■ Source text ■
++++

This white paper discusses the use of Mimic for Lifecycle Dynamic Simulation CapEx and OpEx business results.

The term Lifecycle Dynamic Simulator or Multi-Purpose Dynamic Simulator is commonly used to describe the use of dynamic simulation for Capital Project Execution (CapEx) and Operational Excellence Initiatives (OpEx) in the process industries. While the use of dynamic simulation for these initiatives is proven, this new label signifies the importance and great value of this technology to process plants operations. In addition, the use of one consistent dynamic simulation solution across all applications provides a consistent, cost effective approach.

The lifecycle simulator concept is fully supported and embraced by MYNAH Technologies with Mimic Simulation Software. We have participated in lifecycle dynamic simulation implementations for control system validation and testing, operator training, operating procedure verification and testing, and general operational excellence initiatives. Our customers report excellent business results from using Mimic, and in many cases pay for the simulator well before the startup of the plant. Please see the Business Case for the Virtual Plant Using Mimic Simulation Software to understand the need and value of dynamic simulation in the process industries.

This article will examine the subject of lifecycle dynamic simulators by answering four key questions.

• How can dynamic simulation be used for Capital Project Execution (CapEx)?

++++

■ Entries ■
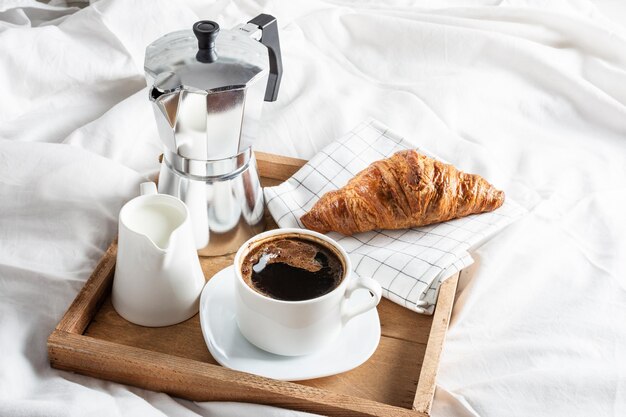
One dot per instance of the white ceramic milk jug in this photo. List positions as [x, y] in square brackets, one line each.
[158, 278]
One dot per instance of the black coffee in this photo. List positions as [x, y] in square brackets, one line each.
[292, 269]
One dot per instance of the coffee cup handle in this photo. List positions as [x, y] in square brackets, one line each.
[360, 283]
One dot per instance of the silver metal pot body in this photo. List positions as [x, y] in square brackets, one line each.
[207, 88]
[224, 198]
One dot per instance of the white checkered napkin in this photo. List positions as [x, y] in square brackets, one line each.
[409, 264]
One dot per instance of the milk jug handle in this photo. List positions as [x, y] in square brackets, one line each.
[269, 38]
[147, 188]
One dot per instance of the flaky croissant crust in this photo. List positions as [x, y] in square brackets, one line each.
[406, 190]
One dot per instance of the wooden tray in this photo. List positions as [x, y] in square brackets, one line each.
[398, 380]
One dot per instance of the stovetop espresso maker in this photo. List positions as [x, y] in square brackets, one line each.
[207, 87]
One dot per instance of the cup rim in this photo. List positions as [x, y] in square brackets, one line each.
[292, 230]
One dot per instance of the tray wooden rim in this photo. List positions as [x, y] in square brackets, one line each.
[69, 349]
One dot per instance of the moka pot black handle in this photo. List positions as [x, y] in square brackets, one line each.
[269, 38]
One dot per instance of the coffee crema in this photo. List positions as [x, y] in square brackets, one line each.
[292, 269]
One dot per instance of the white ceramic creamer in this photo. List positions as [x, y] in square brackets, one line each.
[158, 278]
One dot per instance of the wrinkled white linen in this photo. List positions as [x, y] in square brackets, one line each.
[529, 94]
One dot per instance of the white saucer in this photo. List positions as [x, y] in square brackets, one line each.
[356, 343]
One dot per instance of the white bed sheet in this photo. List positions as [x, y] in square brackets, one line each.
[530, 94]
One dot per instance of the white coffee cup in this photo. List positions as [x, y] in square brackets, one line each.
[158, 278]
[294, 328]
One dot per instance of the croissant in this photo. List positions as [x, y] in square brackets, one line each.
[406, 190]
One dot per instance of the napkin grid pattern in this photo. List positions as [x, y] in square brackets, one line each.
[410, 264]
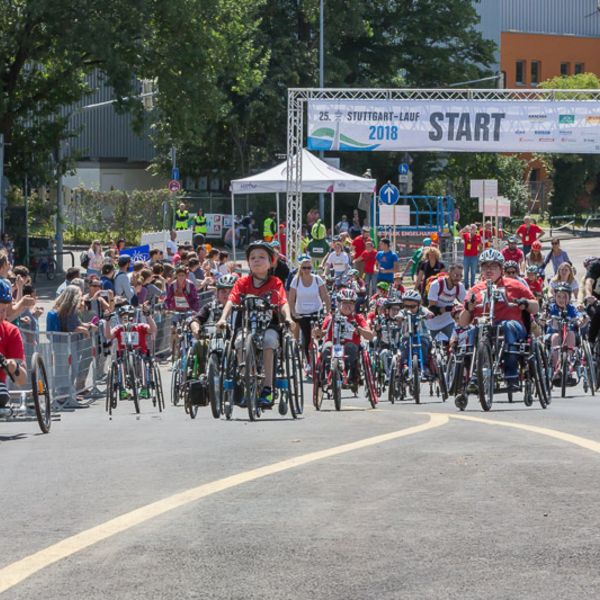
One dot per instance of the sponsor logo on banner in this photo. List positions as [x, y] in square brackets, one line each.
[566, 119]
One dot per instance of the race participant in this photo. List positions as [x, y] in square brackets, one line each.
[562, 304]
[511, 252]
[139, 333]
[358, 328]
[307, 295]
[528, 232]
[444, 294]
[509, 317]
[11, 345]
[411, 308]
[261, 282]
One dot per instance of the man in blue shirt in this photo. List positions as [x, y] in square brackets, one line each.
[387, 262]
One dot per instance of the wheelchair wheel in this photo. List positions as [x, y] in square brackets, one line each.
[112, 388]
[251, 379]
[336, 383]
[176, 382]
[213, 376]
[41, 393]
[485, 375]
[415, 384]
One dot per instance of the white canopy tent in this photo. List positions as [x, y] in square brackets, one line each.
[317, 177]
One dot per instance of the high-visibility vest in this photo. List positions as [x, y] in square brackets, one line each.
[269, 227]
[318, 231]
[181, 219]
[200, 224]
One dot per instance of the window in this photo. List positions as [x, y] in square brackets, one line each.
[536, 69]
[520, 72]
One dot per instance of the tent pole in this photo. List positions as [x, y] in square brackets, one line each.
[233, 224]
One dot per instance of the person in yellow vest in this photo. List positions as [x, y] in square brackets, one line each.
[182, 217]
[200, 223]
[270, 227]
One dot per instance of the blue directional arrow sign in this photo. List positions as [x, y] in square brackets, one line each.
[389, 194]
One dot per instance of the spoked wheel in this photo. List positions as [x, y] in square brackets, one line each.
[590, 371]
[485, 375]
[41, 393]
[369, 380]
[336, 383]
[112, 387]
[293, 369]
[176, 382]
[213, 382]
[415, 384]
[251, 379]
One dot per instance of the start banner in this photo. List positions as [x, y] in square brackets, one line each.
[455, 125]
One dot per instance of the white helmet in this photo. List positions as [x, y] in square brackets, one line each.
[491, 255]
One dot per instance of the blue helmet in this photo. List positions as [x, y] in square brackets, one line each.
[5, 292]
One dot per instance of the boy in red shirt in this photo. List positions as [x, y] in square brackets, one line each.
[261, 282]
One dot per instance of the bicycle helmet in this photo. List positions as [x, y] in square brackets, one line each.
[260, 246]
[491, 255]
[347, 295]
[5, 293]
[226, 282]
[411, 296]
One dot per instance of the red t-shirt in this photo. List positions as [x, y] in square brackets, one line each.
[139, 333]
[358, 243]
[516, 254]
[368, 259]
[515, 290]
[529, 234]
[472, 242]
[245, 286]
[11, 344]
[356, 320]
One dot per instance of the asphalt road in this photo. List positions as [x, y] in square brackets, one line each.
[404, 501]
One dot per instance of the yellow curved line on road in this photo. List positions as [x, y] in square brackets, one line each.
[553, 433]
[16, 572]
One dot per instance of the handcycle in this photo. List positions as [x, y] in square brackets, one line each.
[33, 402]
[486, 361]
[244, 363]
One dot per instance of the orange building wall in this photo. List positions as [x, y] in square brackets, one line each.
[550, 50]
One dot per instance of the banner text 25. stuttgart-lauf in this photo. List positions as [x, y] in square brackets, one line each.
[455, 125]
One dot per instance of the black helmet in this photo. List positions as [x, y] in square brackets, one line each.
[262, 246]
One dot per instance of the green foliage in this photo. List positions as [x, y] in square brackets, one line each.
[575, 177]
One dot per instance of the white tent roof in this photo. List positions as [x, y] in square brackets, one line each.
[317, 177]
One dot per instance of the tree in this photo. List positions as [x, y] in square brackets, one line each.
[575, 177]
[192, 49]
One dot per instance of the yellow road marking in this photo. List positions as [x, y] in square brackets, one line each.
[16, 572]
[553, 433]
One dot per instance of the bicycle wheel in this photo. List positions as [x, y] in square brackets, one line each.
[251, 379]
[370, 386]
[589, 366]
[336, 383]
[175, 382]
[132, 382]
[415, 383]
[41, 393]
[213, 376]
[485, 375]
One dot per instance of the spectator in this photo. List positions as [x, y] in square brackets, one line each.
[528, 232]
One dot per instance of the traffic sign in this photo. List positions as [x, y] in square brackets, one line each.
[389, 194]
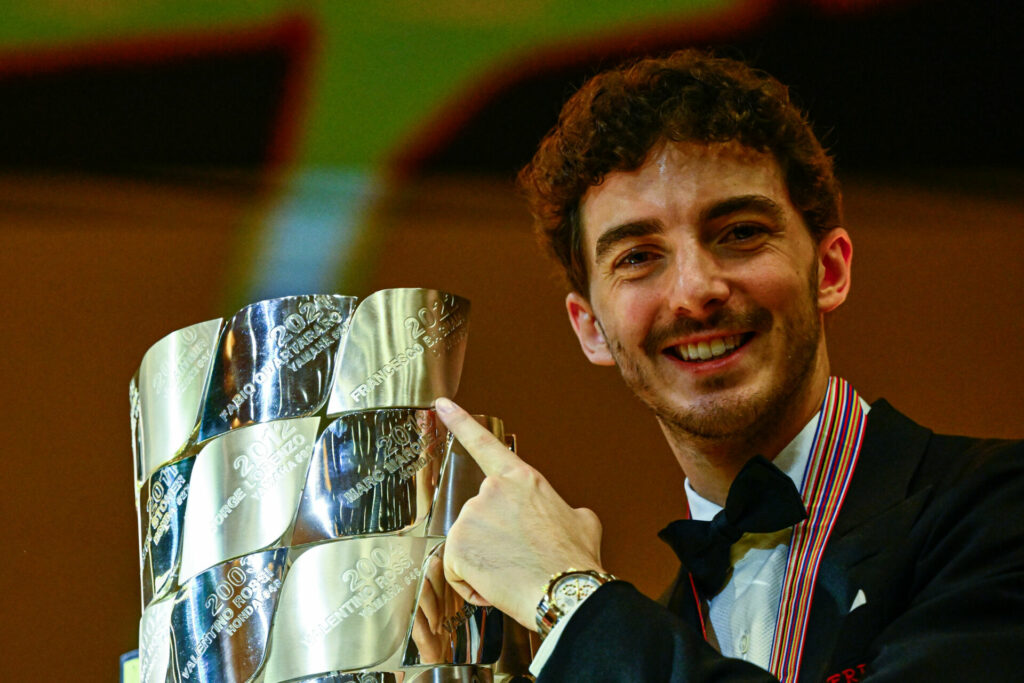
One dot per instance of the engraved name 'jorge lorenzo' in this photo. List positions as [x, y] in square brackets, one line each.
[298, 341]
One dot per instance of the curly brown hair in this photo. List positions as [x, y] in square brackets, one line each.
[612, 122]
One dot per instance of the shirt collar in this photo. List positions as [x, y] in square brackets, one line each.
[792, 460]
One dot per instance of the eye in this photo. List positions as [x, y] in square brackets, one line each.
[635, 258]
[745, 232]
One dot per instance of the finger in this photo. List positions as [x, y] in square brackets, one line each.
[464, 590]
[484, 447]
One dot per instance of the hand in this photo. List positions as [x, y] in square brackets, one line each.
[516, 532]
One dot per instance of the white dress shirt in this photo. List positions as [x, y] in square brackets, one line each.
[743, 614]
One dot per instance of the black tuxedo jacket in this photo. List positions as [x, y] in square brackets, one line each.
[932, 531]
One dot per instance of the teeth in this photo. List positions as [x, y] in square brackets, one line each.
[707, 350]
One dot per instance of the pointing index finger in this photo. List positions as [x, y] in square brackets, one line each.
[485, 449]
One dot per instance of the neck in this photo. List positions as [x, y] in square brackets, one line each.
[712, 464]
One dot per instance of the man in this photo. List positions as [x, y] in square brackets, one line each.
[699, 225]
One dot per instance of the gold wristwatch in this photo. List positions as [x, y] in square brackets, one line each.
[564, 593]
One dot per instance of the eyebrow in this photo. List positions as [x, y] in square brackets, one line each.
[758, 203]
[640, 228]
[615, 235]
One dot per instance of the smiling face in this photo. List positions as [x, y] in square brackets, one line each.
[708, 291]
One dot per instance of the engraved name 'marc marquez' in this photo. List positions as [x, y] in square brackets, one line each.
[385, 372]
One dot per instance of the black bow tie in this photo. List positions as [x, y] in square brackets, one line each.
[761, 500]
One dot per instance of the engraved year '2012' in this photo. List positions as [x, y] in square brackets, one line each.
[432, 325]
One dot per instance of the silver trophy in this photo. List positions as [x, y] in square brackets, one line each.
[279, 544]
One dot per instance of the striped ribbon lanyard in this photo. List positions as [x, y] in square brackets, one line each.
[834, 457]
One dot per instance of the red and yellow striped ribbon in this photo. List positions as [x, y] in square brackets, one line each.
[829, 470]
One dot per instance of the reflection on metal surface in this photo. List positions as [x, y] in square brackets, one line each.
[460, 481]
[355, 677]
[299, 552]
[404, 348]
[372, 472]
[155, 642]
[446, 629]
[162, 509]
[517, 651]
[454, 675]
[274, 359]
[166, 393]
[345, 605]
[244, 492]
[221, 619]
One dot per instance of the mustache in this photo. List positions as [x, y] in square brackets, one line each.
[758, 319]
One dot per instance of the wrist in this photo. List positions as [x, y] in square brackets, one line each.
[564, 592]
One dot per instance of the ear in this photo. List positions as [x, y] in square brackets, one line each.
[588, 330]
[835, 257]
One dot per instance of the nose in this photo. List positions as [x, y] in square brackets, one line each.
[698, 286]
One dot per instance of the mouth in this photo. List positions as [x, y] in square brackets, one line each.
[709, 349]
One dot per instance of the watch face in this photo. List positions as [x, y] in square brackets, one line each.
[571, 589]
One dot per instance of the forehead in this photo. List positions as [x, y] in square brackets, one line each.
[676, 183]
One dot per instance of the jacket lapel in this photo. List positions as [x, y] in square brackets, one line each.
[855, 580]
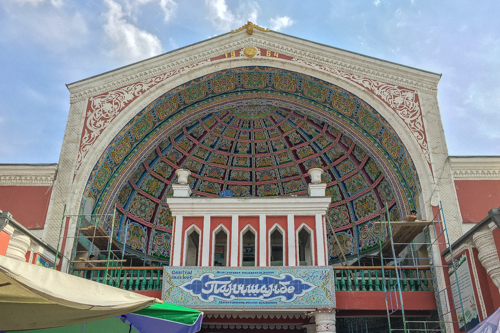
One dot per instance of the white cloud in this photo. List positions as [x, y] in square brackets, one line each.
[173, 43]
[224, 19]
[169, 8]
[282, 22]
[53, 28]
[128, 41]
[55, 3]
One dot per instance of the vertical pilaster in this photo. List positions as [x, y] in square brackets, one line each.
[291, 240]
[176, 260]
[262, 240]
[325, 321]
[487, 253]
[310, 328]
[320, 240]
[205, 253]
[235, 235]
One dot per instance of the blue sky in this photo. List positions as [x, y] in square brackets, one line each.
[46, 44]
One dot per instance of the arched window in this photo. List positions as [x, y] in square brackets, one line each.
[276, 246]
[220, 247]
[305, 247]
[248, 248]
[192, 248]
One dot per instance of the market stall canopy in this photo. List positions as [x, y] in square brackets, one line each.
[34, 297]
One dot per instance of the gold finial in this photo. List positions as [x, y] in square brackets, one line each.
[250, 52]
[249, 26]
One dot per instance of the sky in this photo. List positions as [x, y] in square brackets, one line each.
[46, 44]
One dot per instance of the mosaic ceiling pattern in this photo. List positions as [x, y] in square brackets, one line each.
[256, 132]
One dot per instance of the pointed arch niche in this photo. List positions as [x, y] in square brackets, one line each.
[277, 249]
[220, 246]
[305, 245]
[192, 244]
[248, 247]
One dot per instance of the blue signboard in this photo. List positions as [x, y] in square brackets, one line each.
[249, 287]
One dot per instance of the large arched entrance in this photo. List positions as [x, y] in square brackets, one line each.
[255, 131]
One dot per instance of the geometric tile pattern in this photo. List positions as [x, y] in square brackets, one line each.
[260, 148]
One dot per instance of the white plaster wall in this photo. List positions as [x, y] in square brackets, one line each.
[69, 191]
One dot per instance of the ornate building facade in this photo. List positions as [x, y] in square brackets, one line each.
[250, 113]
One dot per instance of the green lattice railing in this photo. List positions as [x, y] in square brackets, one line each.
[128, 278]
[370, 278]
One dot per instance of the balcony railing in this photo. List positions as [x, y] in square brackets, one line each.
[128, 278]
[352, 278]
[370, 278]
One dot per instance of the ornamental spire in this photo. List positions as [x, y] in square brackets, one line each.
[249, 26]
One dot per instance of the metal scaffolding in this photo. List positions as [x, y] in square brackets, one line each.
[394, 293]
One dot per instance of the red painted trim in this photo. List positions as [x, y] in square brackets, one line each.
[4, 242]
[375, 300]
[491, 297]
[474, 285]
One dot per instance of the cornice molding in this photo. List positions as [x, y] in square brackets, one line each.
[277, 206]
[303, 50]
[27, 175]
[257, 315]
[253, 326]
[475, 168]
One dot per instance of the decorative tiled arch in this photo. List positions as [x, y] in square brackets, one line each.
[256, 131]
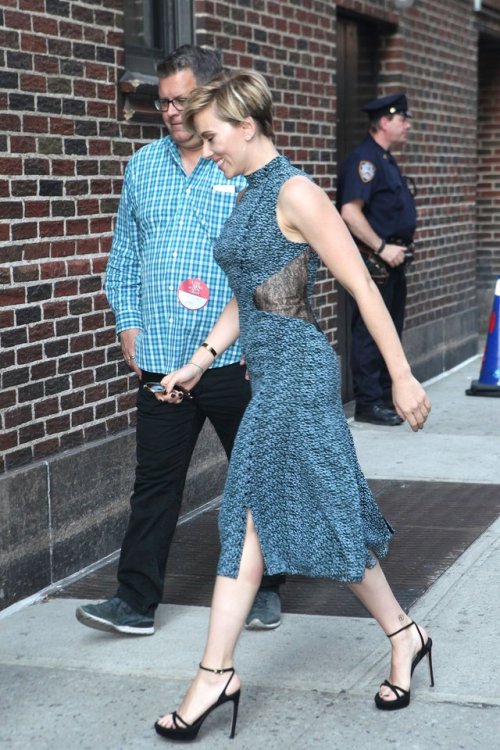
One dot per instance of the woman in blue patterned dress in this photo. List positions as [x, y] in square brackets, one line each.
[295, 499]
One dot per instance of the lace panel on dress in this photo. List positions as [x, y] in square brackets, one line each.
[285, 293]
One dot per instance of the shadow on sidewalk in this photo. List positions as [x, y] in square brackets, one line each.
[435, 522]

++++

■ Challenges ■
a – The white paper on lifecycle dynamic simulation names the uses for which MYNAH Technologies has taken part in implementations. List every one of them.
b – Quote the white paper on lifecycle dynamic simulation word for word, starting at "The lifecycle simulator" and ending at "four key questions.".

■ Final results ■
a –
- Control system validation and testing
- Operator training
- Operating procedure verification and testing
- General operational excellence initiatives

b –
The lifecycle simulator concept is fully supported and embraced by MYNAH Technologies with Mimic Simulation Software. We have participated in lifecycle dynamic simulation implementations for control system validation and testing, operator training, operating procedure verification and testing, and general operational excellence initiatives. Our customers report excellent business results from using Mimic, and in many cases pay for the simulator well before the startup of the plant. Please see the Business Case for the Virtual Plant Using Mimic Simulation Software to understand the need and value of dynamic simulation in the process industries.

This article will examine the subject of lifecycle dynamic simulators by answering four key questions.